Begin Data extract
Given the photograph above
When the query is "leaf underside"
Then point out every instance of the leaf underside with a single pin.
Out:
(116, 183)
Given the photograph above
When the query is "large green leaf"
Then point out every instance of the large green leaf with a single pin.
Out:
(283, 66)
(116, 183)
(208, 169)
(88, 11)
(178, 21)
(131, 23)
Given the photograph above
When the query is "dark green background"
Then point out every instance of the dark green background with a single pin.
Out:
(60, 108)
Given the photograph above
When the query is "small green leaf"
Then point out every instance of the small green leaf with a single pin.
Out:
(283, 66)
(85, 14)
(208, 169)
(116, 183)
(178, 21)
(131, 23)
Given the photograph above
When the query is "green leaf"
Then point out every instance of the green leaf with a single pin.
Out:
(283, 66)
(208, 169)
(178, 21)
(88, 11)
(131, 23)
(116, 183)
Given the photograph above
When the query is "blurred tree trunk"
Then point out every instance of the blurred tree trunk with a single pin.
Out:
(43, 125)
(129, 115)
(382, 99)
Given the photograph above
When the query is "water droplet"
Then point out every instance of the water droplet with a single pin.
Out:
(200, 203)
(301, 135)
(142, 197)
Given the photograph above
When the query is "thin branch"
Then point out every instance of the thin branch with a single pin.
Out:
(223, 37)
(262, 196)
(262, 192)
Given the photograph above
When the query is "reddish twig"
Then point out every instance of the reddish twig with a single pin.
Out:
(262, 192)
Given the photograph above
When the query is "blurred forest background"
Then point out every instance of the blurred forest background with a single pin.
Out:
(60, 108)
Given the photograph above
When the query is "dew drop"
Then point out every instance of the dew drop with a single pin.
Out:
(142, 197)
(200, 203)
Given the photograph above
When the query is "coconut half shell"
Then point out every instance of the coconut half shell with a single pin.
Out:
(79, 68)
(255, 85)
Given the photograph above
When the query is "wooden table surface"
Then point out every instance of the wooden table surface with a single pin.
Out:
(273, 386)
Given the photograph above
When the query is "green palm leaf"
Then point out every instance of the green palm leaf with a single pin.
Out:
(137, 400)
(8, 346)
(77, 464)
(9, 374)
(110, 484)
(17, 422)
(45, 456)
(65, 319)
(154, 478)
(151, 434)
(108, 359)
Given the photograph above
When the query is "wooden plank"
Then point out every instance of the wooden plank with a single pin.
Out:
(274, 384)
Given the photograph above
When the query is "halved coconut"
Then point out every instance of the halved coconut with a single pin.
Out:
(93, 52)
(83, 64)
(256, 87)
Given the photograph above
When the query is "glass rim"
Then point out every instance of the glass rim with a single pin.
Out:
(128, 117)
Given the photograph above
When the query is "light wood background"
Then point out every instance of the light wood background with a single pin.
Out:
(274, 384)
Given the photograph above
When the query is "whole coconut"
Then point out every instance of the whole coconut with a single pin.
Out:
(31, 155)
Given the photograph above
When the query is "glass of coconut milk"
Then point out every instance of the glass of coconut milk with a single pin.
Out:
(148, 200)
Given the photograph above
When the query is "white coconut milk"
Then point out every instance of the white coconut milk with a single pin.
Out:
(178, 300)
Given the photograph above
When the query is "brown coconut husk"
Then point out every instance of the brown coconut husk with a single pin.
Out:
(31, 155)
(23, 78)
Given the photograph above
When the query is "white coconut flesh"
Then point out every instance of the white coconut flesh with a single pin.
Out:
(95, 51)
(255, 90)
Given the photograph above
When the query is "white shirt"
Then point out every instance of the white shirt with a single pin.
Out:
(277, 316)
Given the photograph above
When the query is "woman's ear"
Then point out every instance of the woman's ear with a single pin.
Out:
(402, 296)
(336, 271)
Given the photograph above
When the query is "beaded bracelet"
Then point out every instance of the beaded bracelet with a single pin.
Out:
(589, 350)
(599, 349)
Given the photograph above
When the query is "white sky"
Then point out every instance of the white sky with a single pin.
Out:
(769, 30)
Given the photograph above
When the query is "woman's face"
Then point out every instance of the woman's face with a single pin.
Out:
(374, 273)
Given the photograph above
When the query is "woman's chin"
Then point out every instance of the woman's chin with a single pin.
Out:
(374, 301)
End Data extract
Short problem:
Pull out every line above that contains the string "brown", and treat uppercase and lowercase letters as different.

Solution to this task:
When the query is "brown coconut husk"
Then point out every instance of the brown coconut husk with a single pin.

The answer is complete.